_Directions_:
- a) In the passage on road procurement methods, why can the need for early commissioning make CMA superior to DBFO?
- b) Rewrite the part of the passage on road procurement methods that opens with the words containing "CBO Report on" and closes with "an infrastructure bank.", replacing "federal" with "national".
- c) Carry the passage on road procurement methods further, starting after its final sentence.

The authors analyzed five different delivery methods:  Construction Management-Agency ("CMA"; a.k.a. CM-at-fee or CM-not-at-risk), Design-Build ("DB"), Design-Bid-Build ("DBB"), and Design-Build-Operate ("DBO") and Design-Build-Finance-Operate ("DBFO" -- a form of public-private partnership or P3).  Interestingly, especially given some of the conclusions, the authors did not consider CM-at-risk, where, unlike CMA, the construction manager is contractually obligated and responsible for delivering the project.

The authors utilized a DCF or Discounted Cash Flow analysis to determine and compare the various project delivery methods' present costs.  They considered the cost to the owner and the cost to society, the latter including an estimate of €1 million for each month of delay in commissioning a road.  Among other various assumptions and estimates, they excluded taxes and assumed all work was out-sourced.  The assumption that all services are out-sourced raises an interesting question of whether a comparison of CMA, DBB, and DB with operation and maintenance being performed in-house changes the outcome.  The authors also performed sensitivity analyses to determine what impact a change in estimates had on a procurement's present costs (e.g. a change in interest rates).

Based on the results, the authors ranked the procurement methods where public financing is used.  DBO was "clearly" the most efficient in terms of an owner's costs, followed in order by DB, CMA, and DBB (i.e. DBB costs the most).  DBFO's competitive position was not absolutely clear, but it seemed to be in the middle with DB and less costly than DBB and CMA.  With CMA being the fastest to commissioning, the need for early commissioning can render CMA superior to DBFO.  Not surprisingly, the authors further found that DBFO was affected the most when performing sensitivity analyses; changes in assumptions affected the others in a similar fashion.    

With austerity measures necessarily in place in many regions of the world, one must wonder if DBFO will become more prevalent for commissioning roads than DBO and other procurement methods notwithstanding DBFO may according to this study be more expensive.

Thursday, July 19, 2012

CBO Report on Infrastructure Bank for Surface Transportation

President Obama has proposed a federal infrastructure bank in his budget for 2013.  On July 12, 2012 the Congressional Budget Office (CBO) released its report outlining the parameters of such an infrastructure bank.

_Data shown_:
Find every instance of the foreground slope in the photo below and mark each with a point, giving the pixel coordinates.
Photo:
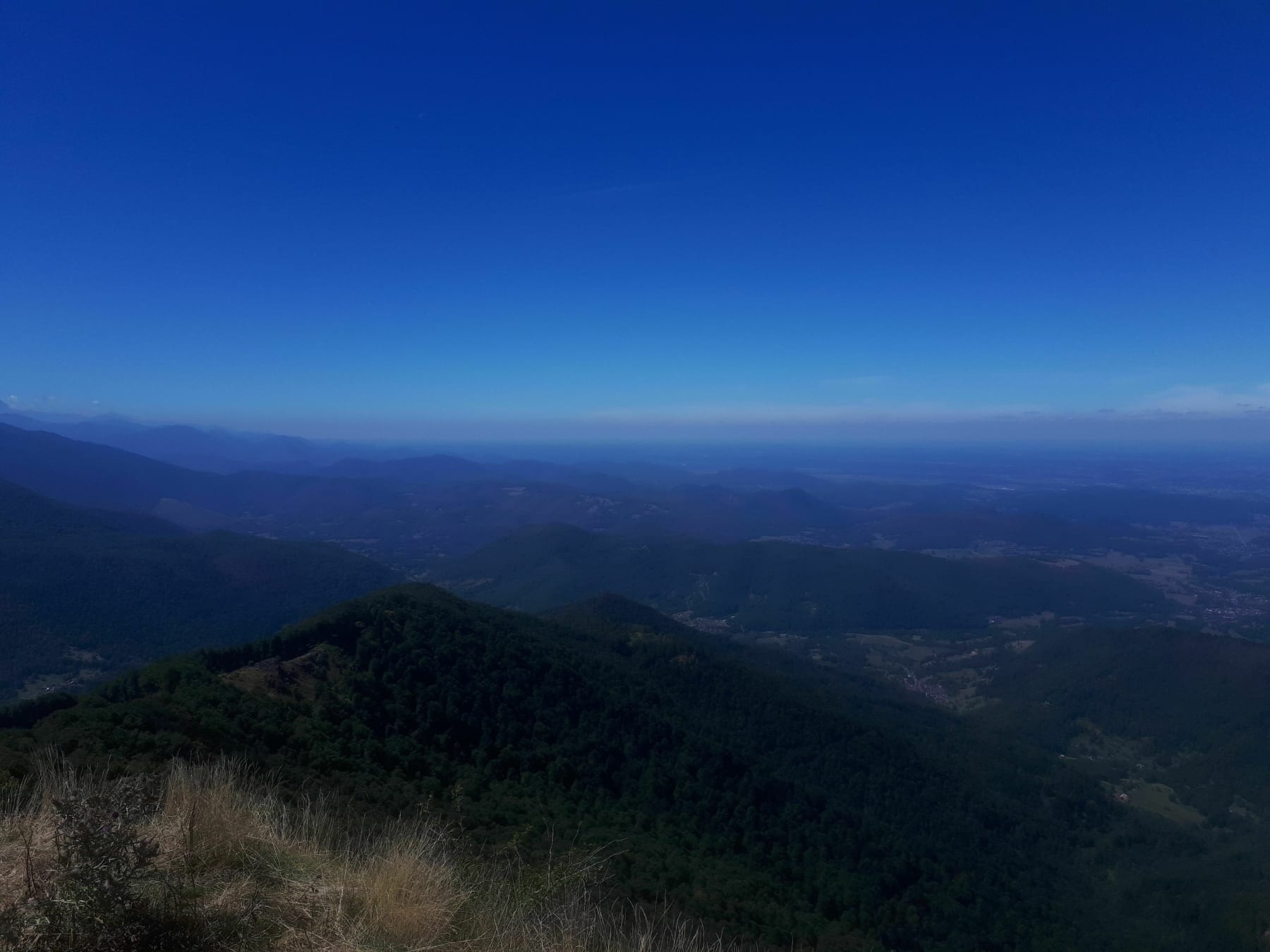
(746, 793)
(88, 593)
(766, 585)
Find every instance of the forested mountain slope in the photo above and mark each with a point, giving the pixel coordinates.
(778, 585)
(723, 781)
(84, 593)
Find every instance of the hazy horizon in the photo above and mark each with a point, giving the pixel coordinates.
(620, 225)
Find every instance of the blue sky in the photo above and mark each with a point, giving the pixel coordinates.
(416, 220)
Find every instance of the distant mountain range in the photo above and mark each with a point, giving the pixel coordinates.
(87, 593)
(782, 587)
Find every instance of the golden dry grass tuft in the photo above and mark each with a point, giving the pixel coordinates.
(241, 869)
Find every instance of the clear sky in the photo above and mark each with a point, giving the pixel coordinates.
(552, 219)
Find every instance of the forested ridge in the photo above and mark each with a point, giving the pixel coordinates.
(744, 790)
(90, 592)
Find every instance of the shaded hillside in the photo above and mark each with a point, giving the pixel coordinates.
(728, 788)
(87, 593)
(1187, 710)
(775, 585)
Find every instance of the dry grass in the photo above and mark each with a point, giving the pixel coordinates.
(257, 874)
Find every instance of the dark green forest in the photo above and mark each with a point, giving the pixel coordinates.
(757, 793)
(89, 593)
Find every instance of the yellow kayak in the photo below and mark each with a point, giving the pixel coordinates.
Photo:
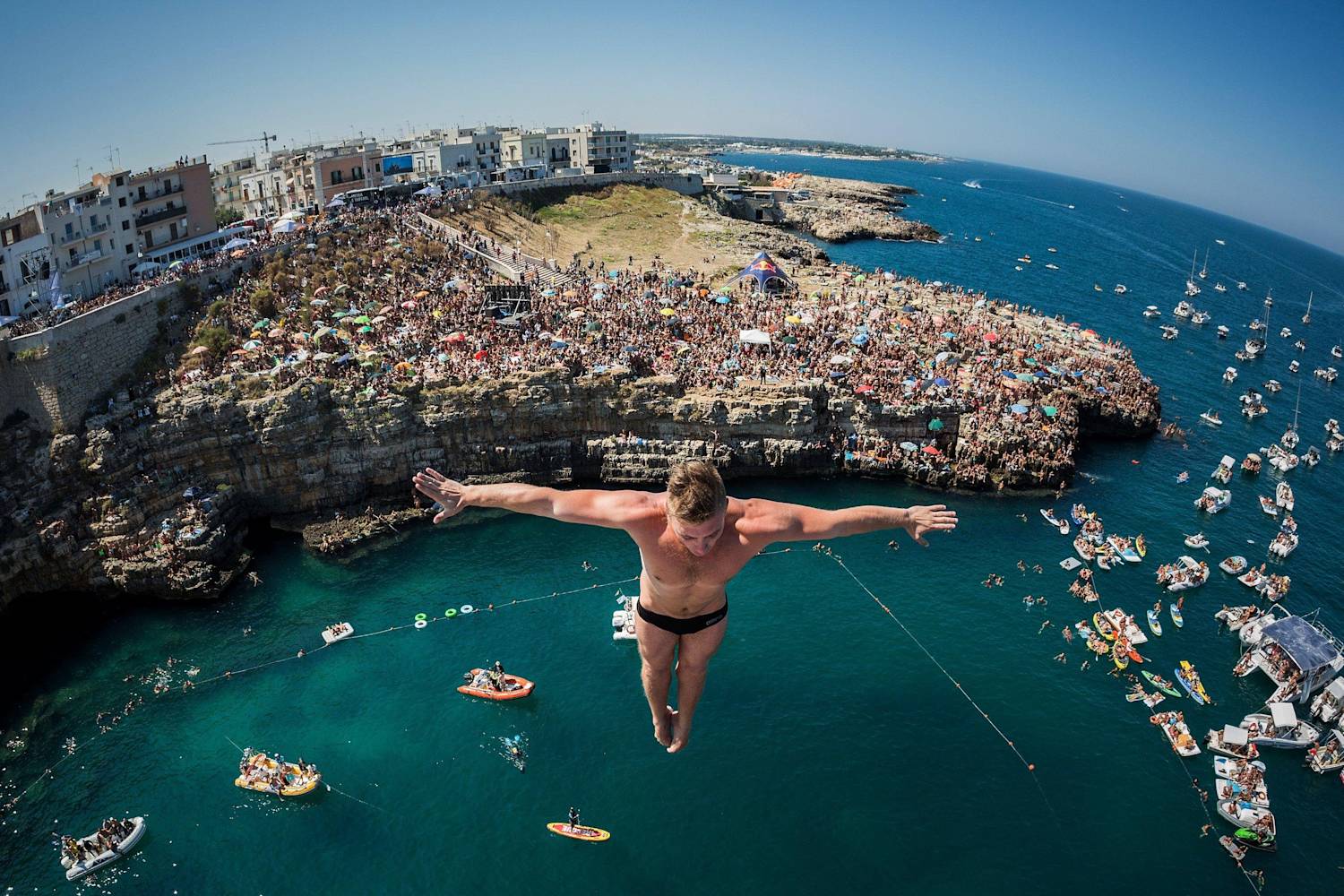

_Solved tasks_:
- a) The passage states that CMA is the fastest method to commissioning. When a road must be commissioned early, that speed can make CMA the better choice over DBFO, even though the ranking placed DBFO as less costly than CMA.

- b)
CBO Report on Infrastructure Bank for Surface Transportation

President Obama has proposed a national infrastructure bank in his budget for 2013.  On July 12, 2012 the Congressional Budget Office (CBO) released its report outlining the parameters of such an infrastructure bank.

- c)
For each of the past three years the country has spent approximately $200 billion on surface transportation infrastructure--highways, mass transit, and passenger rail .  Of this, about $50 billion has come from the federal government, with the bulk coming from state and local government.  Private rail investment has contributed about $12 billion annually.  This is not enough.  We need additional funding to maintain our current systems, and we need significantly more to meet future needs.  How will this infrastructure be funded?

The proposed federal infrastructure bank is designed to close the gap of needed financing for major surface transportation projects that will primarily be  funded with user fees, such as tolls, and value capture (e.g. tax increment financing).  A perceived benefit is that a federal infrastructure bank could make decisions of funding based on merit from a pool of applicants, relatively isolated from political pressures, and it could focus on projects that cross jurisdictional boundaries.

The report compares funding under the currently enacted Department of Transportation Infrastructure Finance and Innovation Act (TIFIA) program.  The main difference is that TIFIA money is primarily handed out in the form of grants.  The source of TIFIA money is federal gas taxes and other federal tax revenues.  The report notes that the most recent authorization for federal transportation programs includes an expansion of the TIFIA program.  The infrastructure bank would be targeted on projects with a dedicated revenue stream.

To the extent that a public infrastructure bank could depoliticize the funding of programs and work across multi-jurisdictional lines, that would seem to be a good development.  While they are at it, efforts should be made to streamline EIR review for multi-jursidictional projects.  Do it once, do it right, and build it!